*** Отрывок текста

Так оно и случилось. Немцы до поры до времени оставляли в покое заставу, но не выпускали ее из виду и готовили костромичам неожиданный сюрприз. В роковую для себя ночь люди заставы привыкли к тому, что здесь немцы не тревожат, в полной уверенности, что и на этот раз все сойдет благополучно, беспечно завалились себе спать в своих землянках, положившись на бдительность выставленного караула и часовых, а какой-то там прапорщик, начальник заставы, умудрился даже раздеться и лечь спать как ни в чем не бывало в одном белье, потому что ему, видите ли, было жарко в землянке.
Ночь была туманная и темная. Немцы в количестве полуроты незаметно подкрались и без выстрела бросились на нашу заставу. Поднялась невероятная суматоха, крики, беспорядочная стрельба. Сонные солдаты, разбуженные криками и стрельбой, обезумев от ужаса, выскакивали из землянок и тут же закалывались германцами или уводились в плен. Сам герой этой непростительной халатности – прапорщик едва успел убежать в одном белье.

******
*** Исходные данные

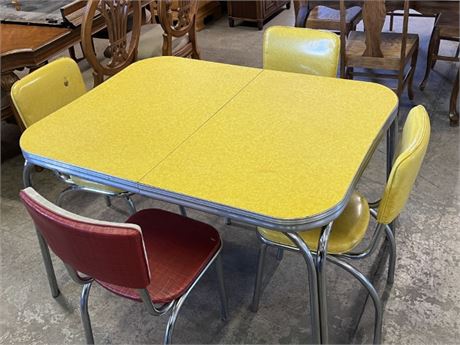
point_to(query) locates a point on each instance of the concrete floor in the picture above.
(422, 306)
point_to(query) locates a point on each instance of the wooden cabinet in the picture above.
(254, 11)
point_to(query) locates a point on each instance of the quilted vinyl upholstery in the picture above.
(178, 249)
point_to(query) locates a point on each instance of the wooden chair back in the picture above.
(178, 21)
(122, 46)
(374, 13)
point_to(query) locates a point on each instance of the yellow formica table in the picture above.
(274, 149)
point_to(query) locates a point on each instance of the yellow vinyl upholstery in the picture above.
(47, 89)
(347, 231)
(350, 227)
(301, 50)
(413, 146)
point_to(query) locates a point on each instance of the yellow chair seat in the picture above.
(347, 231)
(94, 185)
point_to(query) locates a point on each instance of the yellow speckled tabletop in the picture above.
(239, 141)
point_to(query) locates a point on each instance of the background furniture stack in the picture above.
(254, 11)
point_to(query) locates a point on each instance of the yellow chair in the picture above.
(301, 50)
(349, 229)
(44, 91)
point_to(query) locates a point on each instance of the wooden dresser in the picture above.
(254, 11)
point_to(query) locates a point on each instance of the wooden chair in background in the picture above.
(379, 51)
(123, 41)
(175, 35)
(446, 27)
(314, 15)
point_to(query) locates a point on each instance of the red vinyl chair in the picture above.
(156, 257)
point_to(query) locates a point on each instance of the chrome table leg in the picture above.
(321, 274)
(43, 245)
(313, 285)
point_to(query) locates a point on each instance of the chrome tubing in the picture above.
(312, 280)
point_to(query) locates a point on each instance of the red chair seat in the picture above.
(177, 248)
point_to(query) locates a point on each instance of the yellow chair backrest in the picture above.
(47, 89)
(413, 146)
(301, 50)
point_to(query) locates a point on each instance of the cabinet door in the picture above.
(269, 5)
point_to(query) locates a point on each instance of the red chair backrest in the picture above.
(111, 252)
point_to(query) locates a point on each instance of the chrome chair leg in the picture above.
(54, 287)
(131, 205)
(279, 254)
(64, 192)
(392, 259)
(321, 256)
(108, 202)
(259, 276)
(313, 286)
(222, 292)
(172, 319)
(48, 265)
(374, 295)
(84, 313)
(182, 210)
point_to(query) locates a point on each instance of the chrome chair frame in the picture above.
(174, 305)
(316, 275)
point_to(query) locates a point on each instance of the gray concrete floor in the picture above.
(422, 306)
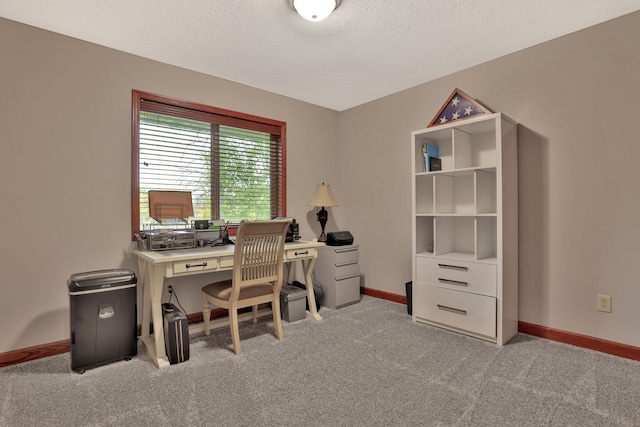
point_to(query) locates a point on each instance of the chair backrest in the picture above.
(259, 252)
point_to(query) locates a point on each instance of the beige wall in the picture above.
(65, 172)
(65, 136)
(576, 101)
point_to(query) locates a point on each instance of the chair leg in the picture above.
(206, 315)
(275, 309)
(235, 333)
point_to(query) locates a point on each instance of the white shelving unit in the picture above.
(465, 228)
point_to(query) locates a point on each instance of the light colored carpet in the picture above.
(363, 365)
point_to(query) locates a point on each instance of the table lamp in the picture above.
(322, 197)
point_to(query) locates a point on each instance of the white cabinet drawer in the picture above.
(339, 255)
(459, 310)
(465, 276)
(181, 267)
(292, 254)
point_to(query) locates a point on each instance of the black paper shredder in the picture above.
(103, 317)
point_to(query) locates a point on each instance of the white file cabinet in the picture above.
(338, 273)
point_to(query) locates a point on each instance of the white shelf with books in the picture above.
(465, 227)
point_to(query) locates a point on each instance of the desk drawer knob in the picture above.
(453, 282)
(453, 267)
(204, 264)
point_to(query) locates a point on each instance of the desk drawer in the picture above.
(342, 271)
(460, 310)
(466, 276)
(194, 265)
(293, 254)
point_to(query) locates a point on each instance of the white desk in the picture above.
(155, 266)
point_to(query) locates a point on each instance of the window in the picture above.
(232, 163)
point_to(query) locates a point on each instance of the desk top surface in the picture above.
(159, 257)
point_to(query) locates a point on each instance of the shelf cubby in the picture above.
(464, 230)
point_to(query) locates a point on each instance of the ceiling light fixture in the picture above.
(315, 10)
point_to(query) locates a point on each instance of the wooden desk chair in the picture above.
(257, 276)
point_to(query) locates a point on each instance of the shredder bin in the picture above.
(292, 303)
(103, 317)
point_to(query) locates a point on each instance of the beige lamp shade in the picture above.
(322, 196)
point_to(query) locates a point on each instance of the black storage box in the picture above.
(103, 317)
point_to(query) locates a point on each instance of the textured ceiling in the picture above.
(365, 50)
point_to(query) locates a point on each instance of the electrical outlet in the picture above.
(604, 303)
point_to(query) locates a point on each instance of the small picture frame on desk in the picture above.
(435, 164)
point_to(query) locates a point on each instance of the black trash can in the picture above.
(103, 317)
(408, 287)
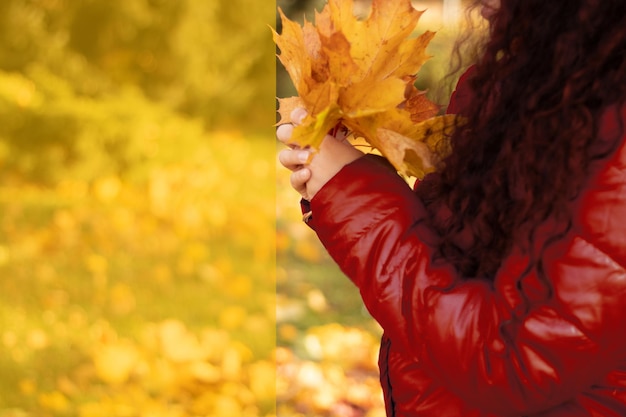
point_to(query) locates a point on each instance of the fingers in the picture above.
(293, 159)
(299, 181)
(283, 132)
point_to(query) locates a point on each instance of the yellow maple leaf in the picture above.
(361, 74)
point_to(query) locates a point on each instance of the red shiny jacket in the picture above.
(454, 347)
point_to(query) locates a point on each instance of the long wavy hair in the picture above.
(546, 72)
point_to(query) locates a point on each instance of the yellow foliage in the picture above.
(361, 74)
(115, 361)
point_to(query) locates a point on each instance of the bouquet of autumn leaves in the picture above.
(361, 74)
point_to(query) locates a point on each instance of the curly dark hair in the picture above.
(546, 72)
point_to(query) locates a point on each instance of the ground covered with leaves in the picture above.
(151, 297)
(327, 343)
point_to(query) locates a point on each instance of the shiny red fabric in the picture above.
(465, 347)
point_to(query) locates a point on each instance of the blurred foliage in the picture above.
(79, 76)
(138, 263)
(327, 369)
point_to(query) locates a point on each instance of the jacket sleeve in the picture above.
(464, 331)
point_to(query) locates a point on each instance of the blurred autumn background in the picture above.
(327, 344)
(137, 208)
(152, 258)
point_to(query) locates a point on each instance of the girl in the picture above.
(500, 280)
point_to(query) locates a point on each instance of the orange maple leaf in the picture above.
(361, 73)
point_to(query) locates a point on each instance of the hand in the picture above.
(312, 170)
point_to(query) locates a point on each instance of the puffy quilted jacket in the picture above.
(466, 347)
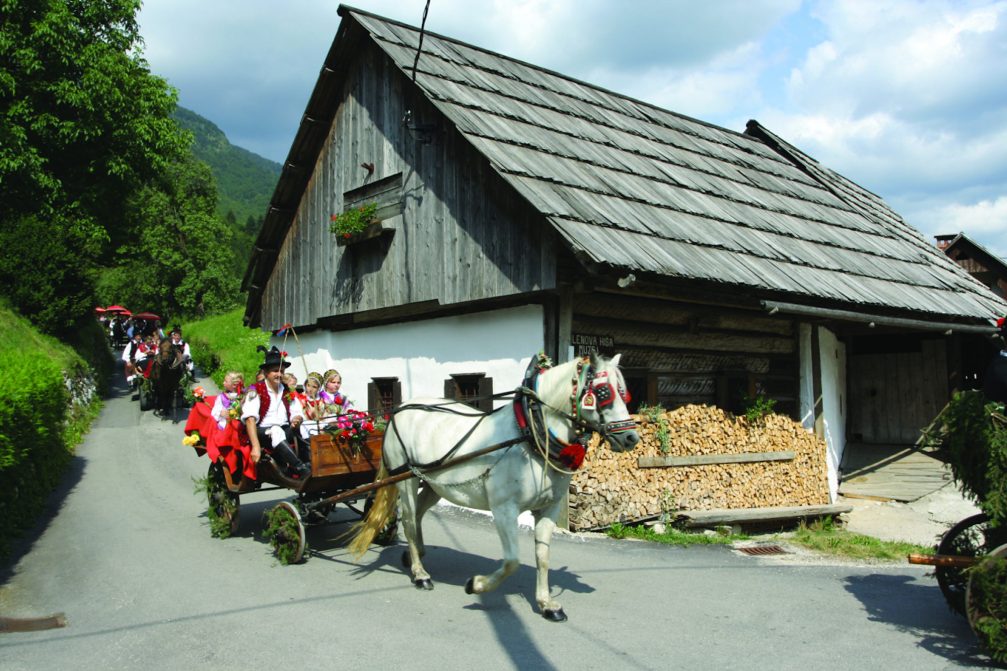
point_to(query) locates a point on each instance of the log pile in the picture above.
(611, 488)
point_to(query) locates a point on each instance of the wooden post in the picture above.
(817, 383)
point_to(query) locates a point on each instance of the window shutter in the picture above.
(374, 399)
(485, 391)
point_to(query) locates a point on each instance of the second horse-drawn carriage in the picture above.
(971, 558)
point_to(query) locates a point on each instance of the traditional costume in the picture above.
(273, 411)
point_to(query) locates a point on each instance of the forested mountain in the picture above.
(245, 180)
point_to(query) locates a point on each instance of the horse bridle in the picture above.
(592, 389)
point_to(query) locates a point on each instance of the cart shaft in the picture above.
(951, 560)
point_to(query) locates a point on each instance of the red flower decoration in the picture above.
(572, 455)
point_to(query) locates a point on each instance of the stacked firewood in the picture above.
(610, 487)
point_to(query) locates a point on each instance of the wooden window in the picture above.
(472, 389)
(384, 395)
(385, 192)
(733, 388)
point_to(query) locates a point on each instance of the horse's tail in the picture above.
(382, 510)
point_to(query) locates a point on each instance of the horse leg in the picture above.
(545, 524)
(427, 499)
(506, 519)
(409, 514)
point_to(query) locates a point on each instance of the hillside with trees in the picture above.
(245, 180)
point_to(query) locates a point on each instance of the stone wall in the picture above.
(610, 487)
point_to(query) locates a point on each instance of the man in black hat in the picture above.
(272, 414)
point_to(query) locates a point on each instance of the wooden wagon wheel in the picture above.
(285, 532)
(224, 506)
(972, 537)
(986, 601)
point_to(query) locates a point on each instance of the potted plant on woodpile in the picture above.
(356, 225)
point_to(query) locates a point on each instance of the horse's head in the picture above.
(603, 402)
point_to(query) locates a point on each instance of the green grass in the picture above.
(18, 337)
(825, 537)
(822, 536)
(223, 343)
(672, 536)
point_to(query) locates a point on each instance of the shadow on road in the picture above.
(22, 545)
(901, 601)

******

## [Задачи для решения]
**1)** Перечислите, что поднялось на заставе, когда немцы бросились на нее, согласно отрывку.
**2)** Перескажите отрывок в двух предложениях.
Записи никак не связаны с отрывком.

## [Ответы по задачам]
**1)** Невероятная суматоха, крики, беспорядочная стрельба.

**2)** Люди заставы привыкли, что немцы их не тревожат, и беспечно легли спать, положившись на караул, а начальник заставы, прапорщик, даже разделся. Туманной ночью полурота немцев без выстрела напала на заставу: сонных солдат закалывали или уводили в плен, а прапорщик едва успел убежать в одном белье.